Document extract:
○ ○ ○ ○ ○
Categorical Features in Regressions

I am interested in the best technique to combine continuous and categorical features in a regression model. I have two sample situations where this is important.

Situation 1

A ride-share business has two different rate systems: a normal price and a surge price. Their surge prices have a higher price-per-mile than their normal prices. A company that uses the ride-share often would like a model that predicts how much a ride would cost as a function of the trip distance and whether the trip is normal or under the surge price. They have collected price information from the last few months and created a plot to visualize it.



In [1]:

    
import numpy as np
import pandas as pd
import matplotlib.pyplot as plt
%matplotlib inline
n_points = 100
trip_distance = np.random.rand(n_points)*27.3
categories  = np.array(['Normal','Surge'])
slope_fare_code = 1*(np.random.rand(n_points) > 0.8)



In [2]:

    
slopes = np.array([1.78,4.77])

slope_fare = trip_distance * slopes[slope_fare_code] * (1 + 0.02 * np.random.rand(n_points)) + 3 * np.random.rand(n_points)

slope_data = pd.DataFrame({'trip_distance':trip_distance,'slope_fare_type':categories[slope_fare_code],'slope_fare_code':slope_fare_code,'slope_fare':slope_fare})
slope_data['slope_fare_type'] = slope_data['slope_fare_type'].astype('category')



In [3]:

    
groups = slope_data.groupby('slope_fare_type')

# Plot
trainfig, ax = plt.subplots(figsize=(10,5))
ax.margins(0.05) # Optional, just adds 5% padding to the autoscaling
markers = ['s','o']
colors = ['b','r']
# The next step is to cycle through the groups (based on our categories) and plot each one on the same axis.
for name, group in groups:
    mg = list(map(lambda x:markers[x],group['slope_fare_code']))[0]
    cg = list(map(lambda x:colors[x],group['slope_fare_code']))[0]
    ax.scatter(group['trip_distance'], group['slope_fare'], s=80, label=name, marker=mg, color=cg)
○ ○ ○ ○ ○
Listing of named-object pointing records:
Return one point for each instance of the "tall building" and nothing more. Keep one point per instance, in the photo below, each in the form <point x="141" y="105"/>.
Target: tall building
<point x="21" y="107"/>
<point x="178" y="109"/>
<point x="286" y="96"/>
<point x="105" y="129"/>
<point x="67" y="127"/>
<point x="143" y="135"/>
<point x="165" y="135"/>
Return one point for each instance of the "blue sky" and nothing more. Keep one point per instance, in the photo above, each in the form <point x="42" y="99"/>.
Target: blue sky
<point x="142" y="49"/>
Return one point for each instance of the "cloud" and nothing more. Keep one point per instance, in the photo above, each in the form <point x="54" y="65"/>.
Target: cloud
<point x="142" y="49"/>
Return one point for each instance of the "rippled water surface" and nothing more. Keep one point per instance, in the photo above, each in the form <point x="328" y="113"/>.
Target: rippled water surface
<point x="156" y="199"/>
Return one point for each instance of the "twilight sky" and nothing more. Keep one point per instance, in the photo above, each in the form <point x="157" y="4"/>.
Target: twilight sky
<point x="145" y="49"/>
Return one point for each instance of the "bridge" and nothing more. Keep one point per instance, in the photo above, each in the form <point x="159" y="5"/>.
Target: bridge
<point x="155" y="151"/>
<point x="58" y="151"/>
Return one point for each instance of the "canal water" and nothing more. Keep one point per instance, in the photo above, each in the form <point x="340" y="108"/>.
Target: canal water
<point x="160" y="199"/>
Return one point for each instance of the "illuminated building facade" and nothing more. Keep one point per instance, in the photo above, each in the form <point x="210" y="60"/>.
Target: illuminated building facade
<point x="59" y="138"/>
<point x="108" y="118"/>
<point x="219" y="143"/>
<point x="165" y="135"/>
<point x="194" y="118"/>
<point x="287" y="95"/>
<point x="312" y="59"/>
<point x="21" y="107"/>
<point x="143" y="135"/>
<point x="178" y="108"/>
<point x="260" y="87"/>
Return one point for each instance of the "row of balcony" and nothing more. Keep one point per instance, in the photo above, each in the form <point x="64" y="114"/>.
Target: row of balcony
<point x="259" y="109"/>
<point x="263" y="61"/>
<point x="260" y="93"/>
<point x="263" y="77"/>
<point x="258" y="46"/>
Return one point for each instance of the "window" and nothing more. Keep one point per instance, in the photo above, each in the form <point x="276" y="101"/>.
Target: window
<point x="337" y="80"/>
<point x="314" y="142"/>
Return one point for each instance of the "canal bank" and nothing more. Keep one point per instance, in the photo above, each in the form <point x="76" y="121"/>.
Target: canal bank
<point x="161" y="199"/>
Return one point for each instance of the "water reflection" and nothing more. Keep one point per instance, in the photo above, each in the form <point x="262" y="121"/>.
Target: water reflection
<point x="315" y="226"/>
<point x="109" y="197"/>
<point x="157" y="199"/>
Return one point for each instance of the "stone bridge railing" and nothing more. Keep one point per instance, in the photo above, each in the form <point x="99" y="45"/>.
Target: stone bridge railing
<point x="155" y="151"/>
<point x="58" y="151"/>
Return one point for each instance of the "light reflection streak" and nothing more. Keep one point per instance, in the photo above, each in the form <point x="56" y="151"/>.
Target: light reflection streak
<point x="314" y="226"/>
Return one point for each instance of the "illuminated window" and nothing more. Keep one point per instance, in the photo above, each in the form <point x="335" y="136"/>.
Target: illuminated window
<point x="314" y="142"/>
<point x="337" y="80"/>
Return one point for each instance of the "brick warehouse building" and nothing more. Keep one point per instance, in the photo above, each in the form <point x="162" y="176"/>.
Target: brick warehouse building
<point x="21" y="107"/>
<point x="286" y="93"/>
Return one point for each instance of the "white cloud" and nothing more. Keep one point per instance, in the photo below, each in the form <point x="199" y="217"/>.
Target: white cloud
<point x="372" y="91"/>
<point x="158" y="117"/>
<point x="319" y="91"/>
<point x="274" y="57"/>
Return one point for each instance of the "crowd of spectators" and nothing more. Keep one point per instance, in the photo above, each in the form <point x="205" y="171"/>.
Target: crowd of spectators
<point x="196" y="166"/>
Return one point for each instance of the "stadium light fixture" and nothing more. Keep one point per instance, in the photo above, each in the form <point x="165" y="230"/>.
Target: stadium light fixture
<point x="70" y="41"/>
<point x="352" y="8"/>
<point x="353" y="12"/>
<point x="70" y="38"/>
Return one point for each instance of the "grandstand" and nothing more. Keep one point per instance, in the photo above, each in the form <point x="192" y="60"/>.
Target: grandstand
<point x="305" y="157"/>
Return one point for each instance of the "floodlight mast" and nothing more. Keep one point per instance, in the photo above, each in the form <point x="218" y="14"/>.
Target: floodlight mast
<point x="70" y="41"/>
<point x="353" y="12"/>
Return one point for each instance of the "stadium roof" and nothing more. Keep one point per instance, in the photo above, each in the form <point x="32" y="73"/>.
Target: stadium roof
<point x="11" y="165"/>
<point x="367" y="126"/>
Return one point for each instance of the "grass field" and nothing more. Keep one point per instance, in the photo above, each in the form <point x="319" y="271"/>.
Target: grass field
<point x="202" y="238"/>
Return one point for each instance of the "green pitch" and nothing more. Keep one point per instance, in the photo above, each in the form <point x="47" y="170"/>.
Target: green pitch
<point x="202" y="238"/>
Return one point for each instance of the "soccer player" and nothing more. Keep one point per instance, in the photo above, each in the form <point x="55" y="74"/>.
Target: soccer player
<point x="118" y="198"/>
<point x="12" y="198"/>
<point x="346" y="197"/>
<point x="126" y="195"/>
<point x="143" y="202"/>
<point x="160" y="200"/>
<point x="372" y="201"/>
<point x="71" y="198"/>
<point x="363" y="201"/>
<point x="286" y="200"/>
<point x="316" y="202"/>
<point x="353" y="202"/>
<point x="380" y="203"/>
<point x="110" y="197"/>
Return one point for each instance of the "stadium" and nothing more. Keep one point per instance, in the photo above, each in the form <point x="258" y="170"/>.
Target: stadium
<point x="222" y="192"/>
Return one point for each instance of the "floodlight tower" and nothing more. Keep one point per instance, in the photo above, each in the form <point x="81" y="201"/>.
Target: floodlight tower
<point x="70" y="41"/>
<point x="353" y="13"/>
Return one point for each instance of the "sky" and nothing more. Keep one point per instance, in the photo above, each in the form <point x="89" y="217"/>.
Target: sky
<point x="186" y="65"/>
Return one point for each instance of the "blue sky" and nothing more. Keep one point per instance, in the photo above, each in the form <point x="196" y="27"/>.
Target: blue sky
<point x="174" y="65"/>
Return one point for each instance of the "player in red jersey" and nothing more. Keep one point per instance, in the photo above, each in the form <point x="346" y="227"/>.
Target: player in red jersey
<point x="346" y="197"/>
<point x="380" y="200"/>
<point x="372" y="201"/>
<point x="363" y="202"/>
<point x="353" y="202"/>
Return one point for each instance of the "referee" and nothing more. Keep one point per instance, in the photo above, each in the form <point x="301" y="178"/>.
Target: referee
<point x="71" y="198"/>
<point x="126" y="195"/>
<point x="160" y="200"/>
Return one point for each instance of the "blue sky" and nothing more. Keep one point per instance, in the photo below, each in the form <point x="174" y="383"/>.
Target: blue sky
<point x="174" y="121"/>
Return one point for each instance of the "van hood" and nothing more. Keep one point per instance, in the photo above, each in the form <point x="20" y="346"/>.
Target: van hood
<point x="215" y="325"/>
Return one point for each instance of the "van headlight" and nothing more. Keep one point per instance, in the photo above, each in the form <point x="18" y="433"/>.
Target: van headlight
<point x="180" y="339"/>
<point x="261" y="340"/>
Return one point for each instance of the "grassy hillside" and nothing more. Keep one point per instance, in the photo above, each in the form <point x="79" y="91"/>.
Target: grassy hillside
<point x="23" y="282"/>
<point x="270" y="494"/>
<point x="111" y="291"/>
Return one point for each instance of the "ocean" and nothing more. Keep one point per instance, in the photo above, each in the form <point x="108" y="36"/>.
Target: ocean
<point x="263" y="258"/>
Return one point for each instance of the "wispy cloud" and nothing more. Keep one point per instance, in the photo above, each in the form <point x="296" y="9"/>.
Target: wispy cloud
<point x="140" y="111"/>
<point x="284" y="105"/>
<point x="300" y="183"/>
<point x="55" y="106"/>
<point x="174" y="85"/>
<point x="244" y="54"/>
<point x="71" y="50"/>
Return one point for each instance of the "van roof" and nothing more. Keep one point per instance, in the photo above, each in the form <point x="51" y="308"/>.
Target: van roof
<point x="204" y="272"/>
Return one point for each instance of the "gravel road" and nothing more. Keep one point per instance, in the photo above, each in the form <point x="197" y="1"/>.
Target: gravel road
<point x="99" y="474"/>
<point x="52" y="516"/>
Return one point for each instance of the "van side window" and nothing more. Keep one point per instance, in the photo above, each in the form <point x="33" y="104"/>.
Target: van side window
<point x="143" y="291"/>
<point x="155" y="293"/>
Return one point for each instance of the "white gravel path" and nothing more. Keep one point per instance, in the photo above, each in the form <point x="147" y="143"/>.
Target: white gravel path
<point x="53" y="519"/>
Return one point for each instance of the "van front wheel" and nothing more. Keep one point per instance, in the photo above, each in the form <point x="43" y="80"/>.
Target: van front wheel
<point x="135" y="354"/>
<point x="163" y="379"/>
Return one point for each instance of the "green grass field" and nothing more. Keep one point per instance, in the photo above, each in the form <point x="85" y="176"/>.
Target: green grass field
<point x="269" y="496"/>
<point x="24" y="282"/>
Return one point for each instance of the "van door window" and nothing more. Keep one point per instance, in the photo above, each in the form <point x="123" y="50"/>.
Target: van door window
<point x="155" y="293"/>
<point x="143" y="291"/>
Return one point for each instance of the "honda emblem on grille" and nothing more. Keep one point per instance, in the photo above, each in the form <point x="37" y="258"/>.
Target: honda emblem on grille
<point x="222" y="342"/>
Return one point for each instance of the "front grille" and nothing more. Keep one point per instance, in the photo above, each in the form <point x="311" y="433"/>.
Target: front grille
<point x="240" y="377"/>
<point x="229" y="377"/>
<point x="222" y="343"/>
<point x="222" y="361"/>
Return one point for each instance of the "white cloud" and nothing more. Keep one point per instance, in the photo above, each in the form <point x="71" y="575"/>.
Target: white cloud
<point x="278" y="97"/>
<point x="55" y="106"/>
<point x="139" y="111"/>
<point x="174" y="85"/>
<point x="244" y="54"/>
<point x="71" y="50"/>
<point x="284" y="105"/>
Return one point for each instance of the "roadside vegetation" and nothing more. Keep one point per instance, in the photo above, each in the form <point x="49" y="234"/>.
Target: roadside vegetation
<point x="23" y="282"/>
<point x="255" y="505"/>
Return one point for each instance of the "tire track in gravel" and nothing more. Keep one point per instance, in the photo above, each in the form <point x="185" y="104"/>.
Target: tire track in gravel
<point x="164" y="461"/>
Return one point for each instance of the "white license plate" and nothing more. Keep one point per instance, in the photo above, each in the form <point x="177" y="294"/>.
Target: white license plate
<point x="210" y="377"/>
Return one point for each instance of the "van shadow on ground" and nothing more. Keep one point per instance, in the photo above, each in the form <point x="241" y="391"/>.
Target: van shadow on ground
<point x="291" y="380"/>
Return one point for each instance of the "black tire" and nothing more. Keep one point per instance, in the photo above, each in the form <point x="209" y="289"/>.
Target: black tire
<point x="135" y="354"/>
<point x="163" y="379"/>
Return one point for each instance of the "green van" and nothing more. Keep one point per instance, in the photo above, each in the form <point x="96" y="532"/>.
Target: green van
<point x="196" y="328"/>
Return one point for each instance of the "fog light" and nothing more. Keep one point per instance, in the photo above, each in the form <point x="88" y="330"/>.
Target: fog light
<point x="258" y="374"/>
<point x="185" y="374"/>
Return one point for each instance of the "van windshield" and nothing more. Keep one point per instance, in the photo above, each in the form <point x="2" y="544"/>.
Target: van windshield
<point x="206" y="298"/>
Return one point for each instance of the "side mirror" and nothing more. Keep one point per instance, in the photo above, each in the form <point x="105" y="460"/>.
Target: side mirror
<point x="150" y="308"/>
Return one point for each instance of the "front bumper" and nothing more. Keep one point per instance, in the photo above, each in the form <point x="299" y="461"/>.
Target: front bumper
○ ○ ○ ○ ○
To be done:
A - According to the page on categorical features in regressions, how do the ride-share business's surge prices differ from its normal prices?
B - Continue the page on categorical features in regressions, picking up right after its last line of code.
The listing isn't needed for this work.

Response list:
A - Surge prices have a higher price-per-mile than normal prices.

B -
ax.legend(bbox_to_anchor=(1.2,0.5))
ax.set_xlabel('Trip distance (mi)')
ax.set_ylabel('Trip Fare ($)')
ax.set_xlim(0,30)
ax.set_ylim(0.150)
plt.legend(bbox_to_anchor=(0.3, 0.9), title='Fare Type')









    Out[3]:





<matplotlib.legend.Legend at 0x21ced59c748>

Situation 2

A taxi company has two different types of vehicles: a normal cab and a premium (luxury) cab. The rates they charge are the same per mile, but the luxury cab has a surcharge fee that is added to the fare. A company that uses this service would like a model that predicts how much a ride would cost as a function of the trip distance using the normal cab and the luxury cab.



In [4]:

    
categories  = np.array(['Normal','Luxury'])
intercept_fare_code = 1*(np.random.rand(n_points) > 0.8)
intercepts = np.array([1.54,8.26])

intercept_fare = (trip_distance * (2.54 +  0.02 * np.random.rand(n_points)) + 
                  (3 +  0.02 * np.random.rand(n_points)) * intercepts[intercept_fare_code])

intercept_data = pd.DataFrame({'trip_distance':trip_distance,'intercept_fare_type':categories[intercept_fare_code],'intercept_fare_code':intercept_fare_code,'intercept_fare':intercept_fare})
intercept_data['intercept_fare_type'] = intercept_data['intercept_fare_type'].astype('category')


groups = intercept_data.groupby('intercept_fare_type')

# Plot
trainfig, ax = plt.subplots(figsize=(10,5))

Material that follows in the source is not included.